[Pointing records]
▶
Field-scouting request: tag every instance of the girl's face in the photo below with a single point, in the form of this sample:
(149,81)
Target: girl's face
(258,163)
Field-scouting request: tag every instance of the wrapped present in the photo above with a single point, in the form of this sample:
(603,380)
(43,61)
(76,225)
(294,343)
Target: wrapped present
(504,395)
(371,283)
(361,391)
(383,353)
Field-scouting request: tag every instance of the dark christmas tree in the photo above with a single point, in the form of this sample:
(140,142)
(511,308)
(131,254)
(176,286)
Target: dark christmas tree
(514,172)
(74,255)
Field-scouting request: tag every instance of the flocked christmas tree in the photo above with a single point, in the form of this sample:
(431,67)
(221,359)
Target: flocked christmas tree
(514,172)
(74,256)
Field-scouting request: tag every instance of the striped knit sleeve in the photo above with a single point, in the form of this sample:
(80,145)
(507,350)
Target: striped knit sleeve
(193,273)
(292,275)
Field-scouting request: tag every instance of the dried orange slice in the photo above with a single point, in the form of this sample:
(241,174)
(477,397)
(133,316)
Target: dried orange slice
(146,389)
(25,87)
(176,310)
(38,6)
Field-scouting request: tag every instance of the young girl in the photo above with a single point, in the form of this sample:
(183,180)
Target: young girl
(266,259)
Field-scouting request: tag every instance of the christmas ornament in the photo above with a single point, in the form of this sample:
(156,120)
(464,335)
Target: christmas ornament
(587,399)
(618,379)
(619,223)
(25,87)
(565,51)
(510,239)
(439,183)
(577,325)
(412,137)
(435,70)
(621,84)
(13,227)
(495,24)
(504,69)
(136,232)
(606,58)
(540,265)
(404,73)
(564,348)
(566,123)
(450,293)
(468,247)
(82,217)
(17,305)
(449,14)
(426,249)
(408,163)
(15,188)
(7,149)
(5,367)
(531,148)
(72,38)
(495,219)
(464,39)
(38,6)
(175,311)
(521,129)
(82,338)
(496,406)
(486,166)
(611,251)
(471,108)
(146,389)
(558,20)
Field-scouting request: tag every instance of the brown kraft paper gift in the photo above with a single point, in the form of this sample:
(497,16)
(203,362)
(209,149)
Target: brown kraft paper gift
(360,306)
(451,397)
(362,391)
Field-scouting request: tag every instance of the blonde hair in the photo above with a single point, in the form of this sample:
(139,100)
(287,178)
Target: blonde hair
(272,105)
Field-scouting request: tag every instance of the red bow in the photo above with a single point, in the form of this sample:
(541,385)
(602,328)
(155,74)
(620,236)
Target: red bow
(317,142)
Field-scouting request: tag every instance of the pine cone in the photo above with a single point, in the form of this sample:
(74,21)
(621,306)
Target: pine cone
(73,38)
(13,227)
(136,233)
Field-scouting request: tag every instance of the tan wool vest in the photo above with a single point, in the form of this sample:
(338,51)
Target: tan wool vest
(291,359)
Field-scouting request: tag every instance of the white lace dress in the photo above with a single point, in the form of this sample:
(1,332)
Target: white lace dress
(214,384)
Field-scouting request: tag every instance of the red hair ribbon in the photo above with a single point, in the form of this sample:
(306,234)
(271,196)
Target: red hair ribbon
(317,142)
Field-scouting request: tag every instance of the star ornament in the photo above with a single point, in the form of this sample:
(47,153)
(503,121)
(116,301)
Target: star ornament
◀
**Directions for this task:**
Rescale the entries from the line containing "Field-scouting request: tag every instance of the white" through the end of the entries, writing those lines out again, requests included, with each answer coordinate multiplied by 1.4 and rounded to a whole number, halves rounding up. Keep the sample coordinates in the requests unchanged.

**Output of the task:**
Field-scouting request: tag every instance of the white lace dress in the photo above with a single point, in the form of this sample:
(1,332)
Target: white lace dress
(300,538)
Field-scouting request: tag every instance of the red hair ribbon in the photo above with a single point, in the form of this sample:
(306,234)
(271,196)
Target: red hair ribbon
(444,199)
Field-scouting request: tag every instance of the star ornament in the photo above with a single point, in the form of this sample:
(47,153)
(503,121)
(116,301)
Target: star ornament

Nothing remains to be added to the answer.